* **WHAT THE TASK REQUIRES**:
Copy out the lines from the beginning of the records up to and including the line that contains "POLYGON ((182 135, 180", keeping each one unchanged. Leave the pictures out of your copy.

(Picture region annotation records)

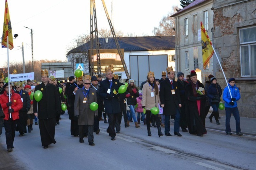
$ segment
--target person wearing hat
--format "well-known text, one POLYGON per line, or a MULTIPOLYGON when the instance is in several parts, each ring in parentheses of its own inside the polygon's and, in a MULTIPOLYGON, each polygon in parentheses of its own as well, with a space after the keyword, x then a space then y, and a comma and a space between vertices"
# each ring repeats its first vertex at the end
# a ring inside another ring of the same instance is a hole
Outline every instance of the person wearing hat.
POLYGON ((182 135, 180 133, 180 121, 182 106, 178 84, 175 81, 175 74, 172 67, 166 68, 167 78, 160 83, 160 96, 161 106, 163 108, 163 115, 165 115, 165 135, 172 136, 170 133, 170 119, 174 116, 174 134, 178 136, 182 135))
MULTIPOLYGON (((103 112, 104 105, 103 104, 103 99, 99 95, 99 92, 100 91, 100 86, 98 83, 98 79, 97 77, 95 75, 92 76, 91 78, 91 85, 90 88, 95 89, 97 92, 97 103, 99 106, 98 107, 98 116, 95 116, 94 118, 94 124, 93 131, 98 134, 100 132, 100 128, 99 127, 99 123, 100 121, 100 118, 101 118, 102 113, 103 112)), ((101 118, 102 119, 102 118, 101 118)))
POLYGON ((127 124, 129 125, 129 122, 132 116, 135 124, 135 128, 139 128, 140 125, 138 124, 137 119, 135 116, 135 111, 134 108, 135 105, 137 104, 137 98, 139 97, 140 94, 139 93, 139 89, 134 84, 134 80, 132 79, 129 80, 129 85, 127 87, 127 94, 126 96, 127 98, 127 104, 130 108, 130 113, 128 120, 127 121, 127 124))
POLYGON ((11 85, 5 83, 3 88, 4 92, 3 94, 0 96, 0 104, 4 114, 3 125, 5 130, 7 151, 10 152, 12 152, 13 149, 14 148, 13 142, 15 137, 16 125, 19 119, 19 111, 22 108, 23 104, 20 96, 14 92, 11 85), (10 102, 9 96, 10 96, 11 101, 10 102), (10 115, 11 117, 10 116, 10 115))
POLYGON ((106 79, 103 80, 100 85, 99 95, 103 99, 105 112, 109 117, 109 127, 107 132, 111 137, 111 140, 116 139, 115 124, 117 119, 118 114, 121 113, 118 93, 120 86, 119 81, 113 77, 112 69, 110 66, 105 68, 106 79))
MULTIPOLYGON (((27 133, 27 121, 28 120, 27 113, 30 108, 30 102, 31 100, 28 92, 22 90, 22 82, 19 81, 17 83, 15 87, 15 93, 20 96, 22 101, 23 103, 23 107, 19 111, 19 119, 17 122, 16 131, 19 132, 19 136, 22 136, 24 133, 27 133)), ((32 124, 31 126, 32 127, 32 124)), ((30 125, 28 126, 28 130, 30 131, 30 125)))
POLYGON ((237 107, 237 101, 241 98, 239 89, 235 83, 234 78, 231 78, 228 80, 228 87, 224 89, 223 99, 225 102, 225 111, 226 111, 226 133, 228 135, 231 135, 231 129, 230 127, 230 119, 231 114, 233 114, 236 120, 236 130, 237 135, 242 136, 240 128, 240 116, 238 108, 237 107), (230 92, 229 92, 230 90, 230 92), (232 97, 230 96, 230 93, 232 97))
MULTIPOLYGON (((70 120, 70 134, 74 136, 77 136, 79 135, 77 119, 77 118, 75 117, 74 110, 75 97, 77 90, 84 87, 83 85, 83 75, 76 78, 76 82, 74 82, 69 88, 69 91, 67 93, 68 96, 69 104, 70 106, 70 109, 68 111, 69 119, 70 120)), ((85 133, 85 135, 87 135, 87 133, 85 133)))
POLYGON ((178 72, 177 74, 178 80, 177 83, 178 89, 180 92, 181 102, 181 119, 180 121, 180 125, 182 131, 184 132, 187 132, 187 130, 186 129, 187 128, 187 123, 186 118, 186 111, 185 110, 185 103, 184 101, 184 92, 185 87, 188 83, 184 81, 184 73, 182 72, 178 72))
POLYGON ((38 118, 42 145, 44 149, 48 148, 51 143, 56 143, 54 139, 56 115, 60 112, 59 96, 59 92, 54 85, 48 81, 48 71, 41 71, 42 83, 35 88, 35 93, 41 91, 42 99, 38 102, 34 96, 33 109, 35 116, 38 118))
POLYGON ((191 81, 185 87, 185 103, 188 131, 190 134, 203 136, 207 131, 205 128, 204 87, 197 80, 194 70, 190 73, 191 81))
POLYGON ((213 111, 209 117, 210 122, 212 122, 212 119, 214 116, 217 124, 220 124, 219 121, 219 105, 221 101, 221 96, 222 94, 222 90, 220 86, 217 82, 217 79, 215 77, 211 79, 211 85, 207 90, 207 96, 210 99, 211 106, 213 111))
POLYGON ((93 126, 94 119, 97 117, 98 110, 93 111, 90 108, 93 102, 97 102, 97 91, 90 88, 91 76, 86 75, 84 76, 84 86, 76 90, 75 97, 74 112, 75 116, 77 117, 79 133, 79 142, 83 143, 85 131, 88 132, 88 140, 89 144, 94 146, 93 126))

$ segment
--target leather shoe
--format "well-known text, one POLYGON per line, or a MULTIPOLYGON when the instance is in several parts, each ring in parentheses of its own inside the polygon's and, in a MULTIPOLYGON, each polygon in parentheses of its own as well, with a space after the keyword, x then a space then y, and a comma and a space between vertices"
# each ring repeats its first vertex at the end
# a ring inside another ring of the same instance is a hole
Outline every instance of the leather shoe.
POLYGON ((91 146, 94 146, 95 145, 95 144, 93 142, 89 143, 89 145, 90 145, 91 146))
POLYGON ((178 136, 182 136, 180 133, 180 132, 174 132, 174 134, 178 136))
POLYGON ((170 133, 166 133, 166 134, 165 134, 165 136, 172 136, 172 135, 170 133))
POLYGON ((182 132, 188 132, 186 128, 183 129, 181 131, 182 131, 182 132))

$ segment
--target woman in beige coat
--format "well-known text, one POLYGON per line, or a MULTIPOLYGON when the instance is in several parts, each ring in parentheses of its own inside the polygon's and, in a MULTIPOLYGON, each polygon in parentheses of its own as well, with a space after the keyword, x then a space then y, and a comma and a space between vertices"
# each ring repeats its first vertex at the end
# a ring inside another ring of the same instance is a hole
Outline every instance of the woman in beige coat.
MULTIPOLYGON (((158 104, 160 104, 159 97, 159 90, 158 86, 156 83, 154 72, 150 71, 147 74, 148 79, 147 82, 144 84, 142 88, 142 108, 146 109, 146 121, 147 135, 151 136, 150 131, 150 109, 152 107, 156 107, 158 108, 158 104)), ((152 118, 156 121, 158 136, 162 136, 163 135, 161 131, 160 127, 160 119, 157 115, 152 114, 152 118)))

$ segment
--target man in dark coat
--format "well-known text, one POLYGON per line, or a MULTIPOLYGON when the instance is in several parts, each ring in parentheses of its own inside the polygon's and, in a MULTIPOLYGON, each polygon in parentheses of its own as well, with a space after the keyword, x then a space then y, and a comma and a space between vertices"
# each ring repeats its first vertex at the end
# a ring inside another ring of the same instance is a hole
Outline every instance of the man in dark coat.
POLYGON ((187 121, 185 113, 185 103, 184 101, 184 92, 185 91, 185 87, 188 83, 184 81, 184 73, 182 72, 179 72, 177 74, 178 80, 177 83, 178 83, 178 88, 180 92, 180 96, 181 101, 181 120, 180 122, 180 125, 182 131, 185 132, 188 132, 186 128, 187 128, 187 121))
MULTIPOLYGON (((75 103, 75 97, 77 90, 84 87, 83 85, 83 75, 77 78, 77 83, 75 82, 74 83, 69 87, 69 91, 67 93, 70 106, 70 109, 69 111, 69 118, 70 120, 70 133, 71 135, 74 136, 76 136, 79 135, 77 119, 75 117, 74 112, 74 105, 75 103)), ((87 135, 87 133, 85 135, 87 135)))
POLYGON ((202 136, 207 131, 205 126, 204 87, 197 80, 196 73, 192 70, 191 81, 185 87, 185 102, 187 122, 190 134, 202 136))
POLYGON ((165 134, 166 136, 172 136, 170 133, 170 119, 171 115, 175 117, 174 134, 181 136, 180 133, 180 120, 181 117, 181 102, 177 83, 174 80, 175 74, 172 67, 168 67, 168 78, 160 84, 160 97, 161 106, 163 108, 163 115, 165 116, 165 134))
POLYGON ((107 79, 100 83, 99 95, 103 99, 105 112, 109 117, 109 127, 107 132, 111 136, 111 140, 115 140, 115 123, 118 114, 121 112, 118 98, 119 94, 117 94, 120 84, 118 80, 113 77, 113 73, 110 67, 106 68, 105 72, 107 79))
MULTIPOLYGON (((17 83, 15 87, 15 93, 20 96, 22 101, 23 103, 23 107, 19 111, 19 119, 17 122, 16 131, 19 132, 19 136, 22 136, 23 134, 27 133, 27 120, 28 120, 27 113, 30 108, 30 102, 31 100, 29 97, 28 93, 22 90, 22 82, 19 81, 17 83)), ((28 125, 28 131, 30 131, 30 125, 28 125)))
POLYGON ((38 102, 34 95, 33 106, 34 114, 39 119, 42 145, 44 149, 46 149, 49 144, 56 143, 54 139, 56 115, 60 112, 60 103, 59 92, 57 91, 55 86, 48 82, 48 70, 42 70, 41 74, 42 83, 37 86, 34 93, 40 90, 43 96, 38 102))

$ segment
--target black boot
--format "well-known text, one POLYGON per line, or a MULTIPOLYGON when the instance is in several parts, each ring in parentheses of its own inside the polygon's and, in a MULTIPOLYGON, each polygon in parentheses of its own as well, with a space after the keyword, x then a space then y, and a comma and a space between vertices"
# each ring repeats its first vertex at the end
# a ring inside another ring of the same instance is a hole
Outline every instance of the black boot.
POLYGON ((163 134, 162 133, 162 132, 161 131, 161 128, 157 128, 157 131, 158 131, 158 136, 160 137, 160 136, 163 136, 163 134))
POLYGON ((147 136, 151 136, 151 132, 150 132, 150 129, 148 128, 147 129, 147 136))
POLYGON ((31 132, 31 129, 30 128, 30 125, 28 125, 28 130, 29 133, 31 132))

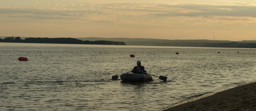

* **CORRECT RESULT**:
$ segment
--target person wearing hat
--format "well-known text, one POLYGON per line, or a MULTIPOLYGON when the instance is in several parts, each ring in parentheses of its own inside the polygon's and, in a MULTIPOLYGON, each polygon in parentheses of its own as well, with a space after the keyword, x then a space then y, and a comma and a space between vertices"
# each ring repeats its first vertex at the end
# a ring inside another ring of the same instance is a hole
Outline every instance of the person wearing hat.
POLYGON ((182 135, 180 133, 180 121, 182 106, 178 84, 175 81, 175 74, 172 67, 166 68, 167 78, 160 83, 160 96, 161 106, 163 108, 163 115, 165 115, 165 135, 172 136, 170 133, 170 119, 174 116, 174 134, 178 136, 182 135))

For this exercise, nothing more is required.